[Start]

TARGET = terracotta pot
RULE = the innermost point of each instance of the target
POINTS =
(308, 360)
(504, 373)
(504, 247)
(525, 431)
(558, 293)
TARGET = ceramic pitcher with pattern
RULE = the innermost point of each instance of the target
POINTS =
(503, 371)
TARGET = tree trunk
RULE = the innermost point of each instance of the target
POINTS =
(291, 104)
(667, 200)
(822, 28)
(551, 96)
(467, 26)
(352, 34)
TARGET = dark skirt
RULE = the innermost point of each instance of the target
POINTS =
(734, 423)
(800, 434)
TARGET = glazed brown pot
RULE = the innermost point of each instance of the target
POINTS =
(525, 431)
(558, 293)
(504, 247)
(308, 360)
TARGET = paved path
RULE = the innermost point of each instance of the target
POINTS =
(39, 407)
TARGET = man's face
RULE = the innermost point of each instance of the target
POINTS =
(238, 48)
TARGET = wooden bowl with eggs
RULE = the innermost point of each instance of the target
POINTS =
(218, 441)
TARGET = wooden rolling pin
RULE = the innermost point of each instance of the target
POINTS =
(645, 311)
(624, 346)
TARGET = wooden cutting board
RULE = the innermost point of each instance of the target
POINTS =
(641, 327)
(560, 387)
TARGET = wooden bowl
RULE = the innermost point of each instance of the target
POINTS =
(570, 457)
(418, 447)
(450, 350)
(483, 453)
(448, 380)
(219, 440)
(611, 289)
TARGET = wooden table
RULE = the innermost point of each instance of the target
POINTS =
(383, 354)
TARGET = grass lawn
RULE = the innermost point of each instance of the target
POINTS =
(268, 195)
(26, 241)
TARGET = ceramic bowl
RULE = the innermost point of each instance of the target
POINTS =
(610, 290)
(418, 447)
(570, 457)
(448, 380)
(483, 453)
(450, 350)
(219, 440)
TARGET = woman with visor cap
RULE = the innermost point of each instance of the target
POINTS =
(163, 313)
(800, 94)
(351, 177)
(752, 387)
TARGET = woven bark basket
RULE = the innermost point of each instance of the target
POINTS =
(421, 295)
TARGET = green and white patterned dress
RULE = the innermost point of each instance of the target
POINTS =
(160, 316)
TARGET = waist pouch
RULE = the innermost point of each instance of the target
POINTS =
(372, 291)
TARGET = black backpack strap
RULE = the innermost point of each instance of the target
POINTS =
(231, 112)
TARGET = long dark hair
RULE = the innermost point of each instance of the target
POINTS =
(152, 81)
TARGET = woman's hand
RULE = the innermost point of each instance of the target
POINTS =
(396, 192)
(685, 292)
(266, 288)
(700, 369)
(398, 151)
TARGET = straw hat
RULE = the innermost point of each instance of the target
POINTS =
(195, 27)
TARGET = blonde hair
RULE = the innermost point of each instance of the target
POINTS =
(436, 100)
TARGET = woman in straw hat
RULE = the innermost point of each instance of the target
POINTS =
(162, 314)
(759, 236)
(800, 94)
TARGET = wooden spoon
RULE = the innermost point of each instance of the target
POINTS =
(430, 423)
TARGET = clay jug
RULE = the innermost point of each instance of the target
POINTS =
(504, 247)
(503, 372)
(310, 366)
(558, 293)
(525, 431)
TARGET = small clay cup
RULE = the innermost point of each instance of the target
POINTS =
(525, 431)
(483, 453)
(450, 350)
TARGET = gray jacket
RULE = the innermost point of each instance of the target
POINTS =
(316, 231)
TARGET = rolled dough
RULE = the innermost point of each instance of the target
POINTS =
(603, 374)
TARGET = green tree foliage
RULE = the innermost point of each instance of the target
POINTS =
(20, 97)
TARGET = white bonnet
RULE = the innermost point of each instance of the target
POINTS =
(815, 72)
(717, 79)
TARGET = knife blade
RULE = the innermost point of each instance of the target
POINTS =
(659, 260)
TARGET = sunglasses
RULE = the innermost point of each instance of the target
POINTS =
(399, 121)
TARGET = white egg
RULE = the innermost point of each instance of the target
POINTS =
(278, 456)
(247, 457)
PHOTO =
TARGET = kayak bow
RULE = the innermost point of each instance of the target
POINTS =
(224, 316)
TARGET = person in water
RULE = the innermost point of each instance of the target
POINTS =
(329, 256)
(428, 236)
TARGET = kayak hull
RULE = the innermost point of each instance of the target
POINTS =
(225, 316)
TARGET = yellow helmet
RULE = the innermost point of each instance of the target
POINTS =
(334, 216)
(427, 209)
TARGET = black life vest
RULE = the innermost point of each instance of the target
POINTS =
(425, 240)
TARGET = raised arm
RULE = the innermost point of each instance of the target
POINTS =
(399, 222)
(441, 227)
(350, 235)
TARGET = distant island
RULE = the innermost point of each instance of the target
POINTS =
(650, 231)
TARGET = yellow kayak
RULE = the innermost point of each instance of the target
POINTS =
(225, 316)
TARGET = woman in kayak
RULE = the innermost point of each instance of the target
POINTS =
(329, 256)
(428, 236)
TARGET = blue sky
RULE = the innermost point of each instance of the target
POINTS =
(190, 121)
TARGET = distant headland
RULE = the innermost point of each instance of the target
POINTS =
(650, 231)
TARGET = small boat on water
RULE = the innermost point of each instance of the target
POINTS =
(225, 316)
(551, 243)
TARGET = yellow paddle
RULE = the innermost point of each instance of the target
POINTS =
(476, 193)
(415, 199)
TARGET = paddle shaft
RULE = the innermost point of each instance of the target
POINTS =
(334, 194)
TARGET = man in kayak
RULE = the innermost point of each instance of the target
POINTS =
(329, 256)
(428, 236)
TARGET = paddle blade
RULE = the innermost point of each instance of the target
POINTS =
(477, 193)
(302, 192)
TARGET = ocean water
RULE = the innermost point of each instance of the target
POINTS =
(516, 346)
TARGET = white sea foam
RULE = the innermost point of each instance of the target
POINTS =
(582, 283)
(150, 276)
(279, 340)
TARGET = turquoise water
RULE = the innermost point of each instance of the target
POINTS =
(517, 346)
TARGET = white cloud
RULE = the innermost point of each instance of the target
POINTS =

[End]

Repeat back the data above, exact to the last character.

TARGET = terracotta pot
RULE = the innermost point of each instance of the target
POINTS =
(308, 360)
(504, 373)
(504, 247)
(525, 431)
(558, 293)
TARGET = ceramic pitcher with pattern
RULE = the innermost point of each instance of the target
POINTS =
(503, 371)
TARGET = tree trunk
RULE = the innermost point of each instance of the target
POINTS =
(291, 104)
(667, 200)
(822, 28)
(551, 96)
(467, 26)
(352, 34)
TARGET = dark skirt
RULE = the innermost point of each instance of the target
POINTS =
(734, 423)
(800, 434)
TARGET = glazed brown pot
RULE = the innermost point of each instance of the target
POINTS =
(525, 431)
(558, 293)
(504, 247)
(308, 360)
TARGET = paved path
RULE = the innermost point of each instance of the target
POINTS =
(39, 407)
TARGET = man's face
RULE = the innermost point of each instance of the target
POINTS =
(238, 48)
TARGET = wooden bowl with eggs
RULE = the innermost point of each instance of the target
POINTS =
(218, 441)
TARGET = wooden rolling pin
RULE = the innermost point of each instance of the target
POINTS =
(645, 311)
(624, 346)
TARGET = wooden cutting board
RULE = the innermost point of each instance of the target
POINTS =
(641, 327)
(560, 387)
TARGET = wooden bowl
RULE = the innermost point of each instance of the target
POINTS =
(570, 457)
(418, 447)
(450, 350)
(483, 453)
(448, 380)
(219, 440)
(611, 289)
TARGET = wooden table
RULE = the innermost point of each instance of the target
POINTS =
(383, 354)
TARGET = grass lawn
RULE = the innermost point of each instance of the target
POINTS =
(268, 195)
(26, 241)
TARGET = ceramic bowl
RULE = the innermost point of each instance of the target
POINTS =
(610, 290)
(418, 447)
(570, 457)
(448, 380)
(483, 453)
(450, 350)
(219, 440)
TARGET = woman with visor cap
RULE = the innermost point of each instance of the target
POINTS =
(163, 313)
(800, 94)
(351, 177)
(752, 387)
TARGET = woven bark basket
RULE = the innermost point of each instance of the target
POINTS =
(421, 295)
TARGET = green and white patterned dress
RULE = the innermost point of each instance of the target
POINTS =
(160, 316)
TARGET = waist pouch
RULE = the innermost point of each instance of the target
POINTS =
(372, 291)
TARGET = black backpack strap
RULE = the innermost point of each instance of the target
POINTS =
(231, 112)
TARGET = long dark hair
RULE = the innermost point of each instance of the target
POINTS =
(152, 81)
TARGET = woman's hand
RULE = the innermost point of each instance of the target
POINTS =
(396, 192)
(685, 292)
(266, 288)
(700, 369)
(398, 151)
TARGET = straw hat
RULE = the innermost point of each instance of the target
POINTS =
(195, 27)
TARGET = blonde hair
RULE = the innermost point of each instance of the target
POINTS =
(436, 100)
TARGET = woman in straw hat
RULE = the innermost point of each instance of the target
POINTS =
(162, 314)
(759, 236)
(800, 94)
TARGET = wooden spoon
RULE = the innermost point of each instance of the target
POINTS =
(430, 423)
TARGET = clay jug
RULE = the innermost point of each instance of the target
POINTS =
(504, 247)
(503, 372)
(310, 366)
(558, 293)
(525, 431)
TARGET = small clay cup
RULE = the innermost point of each instance of the target
POINTS =
(525, 431)
(483, 453)
(450, 350)
TARGET = gray jacket
RULE = the innermost point of each instance of the target
POINTS =
(316, 231)
TARGET = rolled dough
RULE = the innermost point of each instance of the target
POINTS =
(603, 374)
TARGET = green tree foliage
RULE = the innermost point of each instance of the target
POINTS =
(20, 97)
TARGET = white bonnet
RULE = the innermost point of each instance of the target
POINTS =
(815, 72)
(717, 79)
TARGET = knife blade
RULE = the innermost point of each instance of the target
POINTS =
(659, 260)
TARGET = sunglasses
RULE = the innermost point of each instance of the target
POINTS =
(399, 121)
TARGET = white egg
RULE = the innermost point of each instance of the target
POINTS =
(278, 456)
(247, 457)
PHOTO =
TARGET = kayak bow
RULE = the innermost point of each instance of the target
POINTS =
(224, 316)
TARGET = person in water
RULE = the innermost point of each instance of the target
POINTS =
(329, 256)
(428, 236)
TARGET = kayak hull
RULE = the innermost point of each instance of the target
POINTS =
(225, 316)
TARGET = yellow helmet
RULE = the innermost point of each instance of the target
POINTS =
(334, 216)
(427, 209)
TARGET = black life vest
RULE = the innermost point of each instance of the target
POINTS =
(425, 240)
TARGET = raised arm
RULE = the innermost point of each instance of the target
POINTS =
(399, 222)
(441, 227)
(350, 235)
TARGET = distant island
RULE = the innermost point of each instance of the target
POINTS =
(650, 231)
TARGET = yellow kayak
RULE = the innermost point of each instance of the target
POINTS =
(225, 316)
TARGET = woman in kayak
RULE = the innermost point of each instance of the target
POINTS =
(329, 256)
(428, 236)
TARGET = blue sky
RULE = the innermost point of each instance of the target
POINTS =
(190, 121)
TARGET = distant headland
RULE = the innermost point of each instance of the target
POINTS =
(650, 231)
TARGET = small boat on water
RULE = the innermost point of each instance of the target
POINTS =
(225, 316)
(551, 243)
TARGET = yellow paddle
RULE = the innermost point of each instance of the target
POINTS =
(476, 193)
(415, 199)
TARGET = paddle shaft
RULE = the innermost point of each instance of the target
POINTS =
(334, 194)
TARGET = man in kayak
RULE = the innermost point of each instance of the target
POINTS =
(329, 256)
(428, 236)
TARGET = paddle blade
RULE = the innermost point of each instance of the target
POINTS =
(477, 193)
(302, 192)
TARGET = ocean water
RULE = the innermost point of each instance of the target
POINTS =
(516, 346)
TARGET = white sea foam
RULE = the innermost point of each instance of the target
POINTS =
(582, 283)
(150, 276)
(279, 340)
TARGET = turquoise water
RULE = the innermost point of each instance of the target
POINTS =
(517, 346)
TARGET = white cloud
RULE = the innermost point of each instance of the target
POINTS =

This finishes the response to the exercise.